Подхватите текст о том, как в школе учили риторике и словесности, и продолжите его после последнего предложения.

ИСХОДНЫЙ ТЕКСТ.
—————

Читаем Сумерки всеобуча. Школа для всех и ни для кого полностью

Риторика – принадлежность средней ступени; для элементарной школы ее задачи слишком сложны, для высшей они предполагаются уже решенными. Изначально русские педагоги (сначала это были преимущественно немцы и киевляне) считали единственно достойной внимания латинскую риторику – тот, кто освоил эти правила для самого благородного из языков, сумеет их применить с успехом и для своего родного. Они были правы: обучение искусству словесности немыслимо без знакомства с образцами, а в середине XVIII в. в русской литературе дело с ними обстояло совсем плохо. Потом, когда русская словесность (опираясь на латинскую риторическую школу) нарастила мускулы, можно было создать и вариант light – появились произведения и на родном языке, которые можно было считать образцовыми.

Если вы возьмете любой учебник по словесности XVIII – начала XIX в., вы обратите внимание на то, что там нет и намека на историю литературы. Риторики и поэтики XVIII в. – от Феофана Прокоповича до Мерзлякова – дают перечни жанров и авторов, которым нужно подражать в этих жанрах: в эпосе – Гомеру, Вергилию и Хераскову, в лирике – Горацию, в идиллии – Феокриту, Вергилию и Геснеру, и т. д. Все эти авторы оказываются современниками; то, что филологи наших дней называют «литературным процессом», не интересует не только школу, но и ученых. Ситуация начинает меняться только в 20–30-х гг. XIX в. (первый учебник русской словесности, в котором можно усмотреть исторический подход, – «Учебная книга российской словесности» Николая Ивановича Греча).

—————

ИСХОДНЫЕ ДАННЫЕ.
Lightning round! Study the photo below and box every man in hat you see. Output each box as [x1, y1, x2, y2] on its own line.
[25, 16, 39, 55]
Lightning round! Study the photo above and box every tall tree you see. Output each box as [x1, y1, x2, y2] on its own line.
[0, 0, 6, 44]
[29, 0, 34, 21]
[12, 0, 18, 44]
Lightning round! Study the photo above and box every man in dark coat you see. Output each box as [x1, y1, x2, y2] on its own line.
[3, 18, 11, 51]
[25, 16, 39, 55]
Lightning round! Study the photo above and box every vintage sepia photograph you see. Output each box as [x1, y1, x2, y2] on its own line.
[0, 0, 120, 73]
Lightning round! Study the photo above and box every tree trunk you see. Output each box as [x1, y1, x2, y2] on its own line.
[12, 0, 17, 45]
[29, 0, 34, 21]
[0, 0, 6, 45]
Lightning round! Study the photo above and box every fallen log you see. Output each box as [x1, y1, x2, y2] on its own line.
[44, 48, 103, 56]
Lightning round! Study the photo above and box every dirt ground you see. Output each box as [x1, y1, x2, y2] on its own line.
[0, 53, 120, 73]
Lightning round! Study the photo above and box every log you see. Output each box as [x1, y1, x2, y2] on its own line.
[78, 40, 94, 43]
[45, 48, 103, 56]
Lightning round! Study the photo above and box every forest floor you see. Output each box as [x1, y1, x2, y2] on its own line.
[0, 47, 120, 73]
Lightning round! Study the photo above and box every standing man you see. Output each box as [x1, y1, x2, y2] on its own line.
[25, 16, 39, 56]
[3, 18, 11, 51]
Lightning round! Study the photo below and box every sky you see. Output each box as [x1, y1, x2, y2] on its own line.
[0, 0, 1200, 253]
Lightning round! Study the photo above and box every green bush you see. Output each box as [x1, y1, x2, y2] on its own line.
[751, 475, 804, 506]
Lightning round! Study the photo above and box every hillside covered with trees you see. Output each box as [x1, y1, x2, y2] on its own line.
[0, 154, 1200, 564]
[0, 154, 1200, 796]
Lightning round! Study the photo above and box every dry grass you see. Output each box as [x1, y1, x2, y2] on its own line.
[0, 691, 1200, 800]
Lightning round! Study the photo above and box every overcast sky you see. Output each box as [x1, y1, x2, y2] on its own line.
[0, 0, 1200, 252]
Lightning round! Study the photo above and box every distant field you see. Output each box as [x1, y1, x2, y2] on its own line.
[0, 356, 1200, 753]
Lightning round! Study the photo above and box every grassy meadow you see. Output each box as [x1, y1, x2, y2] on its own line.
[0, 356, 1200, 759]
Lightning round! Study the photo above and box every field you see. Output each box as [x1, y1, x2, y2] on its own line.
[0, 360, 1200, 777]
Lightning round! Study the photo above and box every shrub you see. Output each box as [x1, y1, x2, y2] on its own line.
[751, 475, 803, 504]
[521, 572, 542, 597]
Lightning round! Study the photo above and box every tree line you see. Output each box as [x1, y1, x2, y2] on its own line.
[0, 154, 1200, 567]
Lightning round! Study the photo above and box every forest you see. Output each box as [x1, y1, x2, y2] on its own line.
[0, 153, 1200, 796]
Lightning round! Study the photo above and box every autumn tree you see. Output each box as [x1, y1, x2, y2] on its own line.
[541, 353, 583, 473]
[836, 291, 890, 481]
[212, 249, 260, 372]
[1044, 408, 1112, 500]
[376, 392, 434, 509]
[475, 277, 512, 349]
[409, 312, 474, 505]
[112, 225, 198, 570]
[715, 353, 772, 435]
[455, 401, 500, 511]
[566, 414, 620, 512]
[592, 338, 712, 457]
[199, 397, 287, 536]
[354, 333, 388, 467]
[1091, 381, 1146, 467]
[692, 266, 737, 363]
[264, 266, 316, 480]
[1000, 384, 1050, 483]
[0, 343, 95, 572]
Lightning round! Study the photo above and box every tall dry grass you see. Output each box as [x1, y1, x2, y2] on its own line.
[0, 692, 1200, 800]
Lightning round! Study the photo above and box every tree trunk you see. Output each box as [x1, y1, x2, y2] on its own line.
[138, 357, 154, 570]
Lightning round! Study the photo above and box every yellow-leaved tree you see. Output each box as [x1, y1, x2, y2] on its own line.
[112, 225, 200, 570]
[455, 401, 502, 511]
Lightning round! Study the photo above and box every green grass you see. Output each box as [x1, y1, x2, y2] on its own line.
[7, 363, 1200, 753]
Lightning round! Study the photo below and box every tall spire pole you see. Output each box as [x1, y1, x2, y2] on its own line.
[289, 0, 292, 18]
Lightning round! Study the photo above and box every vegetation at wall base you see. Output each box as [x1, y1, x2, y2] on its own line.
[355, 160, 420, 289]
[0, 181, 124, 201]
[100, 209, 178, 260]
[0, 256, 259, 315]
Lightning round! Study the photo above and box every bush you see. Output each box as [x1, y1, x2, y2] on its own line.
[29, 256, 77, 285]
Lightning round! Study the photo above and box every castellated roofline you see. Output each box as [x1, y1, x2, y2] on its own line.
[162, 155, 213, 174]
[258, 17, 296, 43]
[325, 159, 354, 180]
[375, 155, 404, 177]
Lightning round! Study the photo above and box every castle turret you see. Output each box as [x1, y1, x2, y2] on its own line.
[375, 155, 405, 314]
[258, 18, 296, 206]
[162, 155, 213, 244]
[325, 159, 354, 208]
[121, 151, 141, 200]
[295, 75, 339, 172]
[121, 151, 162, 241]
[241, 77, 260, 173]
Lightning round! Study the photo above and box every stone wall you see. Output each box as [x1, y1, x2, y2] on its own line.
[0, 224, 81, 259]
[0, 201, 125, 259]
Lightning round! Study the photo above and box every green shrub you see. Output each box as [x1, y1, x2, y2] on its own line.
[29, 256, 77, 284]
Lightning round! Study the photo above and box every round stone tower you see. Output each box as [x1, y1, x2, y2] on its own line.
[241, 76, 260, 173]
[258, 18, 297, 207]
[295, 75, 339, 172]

—————

ГОТОВОЕ РЕШЕНИЕ.
Что все это значит для преподавания? Только то, что ученики пишут не об авторах, а подражая авторам. Представьте себе одну знаменитую сцену, чуть измененную: экзамен в Царском Селе, присутствует старик Державин, и кудрявый отрок читает перед ним – не «Навис покров угрюмой нощи на своде дремлющих небес», а опус на тему «Образы Фелицы и Потемкина в творчестве Г. Р. Державина»; конечно, преподаватели разбирали авторов с кафедры, конечно, с разбором можно было выйти и на экзамен («читаны были его стихи, разбирались его стихи, поминутно хвалили его стихи»), но разбор был только одним из жанров – и далеко не ведущим. Если посмотреть университетские журналы и альманахи того времени – «Иппокрену», «Утреннюю зарю» – можно увидеть, какие инструменты литературного воспитания ценились больше всего. Кстати, теперь дело обстоит не иначе: преподаватели, которые обучают юношество литературным навыкам, используют для этого те же прозаические и стихотворные жанры, что и их коллеги конца XVIII – начала XIX в. И результат был не так плох: с Благородным пансионом при Императорском Московском университете связаны имена Жуковского и Лермонтова, а более знаменитый Царскосельский лицей в литературном образовании использовал пансионские «дрожжи» (что отмечал его выпускник и историк Яков Карлович Грот). Кроме того, разбор – преимущественно устная форма: в журналах их практически не встречается.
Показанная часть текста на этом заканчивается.